▶ **Task directions**
Repeat the entries exactly, keeping every line as it is.
[[ Given data, beginning ]]
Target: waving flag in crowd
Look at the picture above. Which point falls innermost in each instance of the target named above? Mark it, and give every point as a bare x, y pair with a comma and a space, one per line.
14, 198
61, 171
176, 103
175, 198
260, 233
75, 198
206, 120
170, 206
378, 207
[[ Given data, end ]]
▶ **Solution to this problem**
Target: waving flag in crowd
Look at the picture above. Which point falls innermost in each instance of the target named above? Mark it, and give every point as a bare x, y pair with a comma and a space, one per line.
14, 198
61, 171
176, 103
175, 198
260, 233
75, 198
206, 120
170, 206
378, 207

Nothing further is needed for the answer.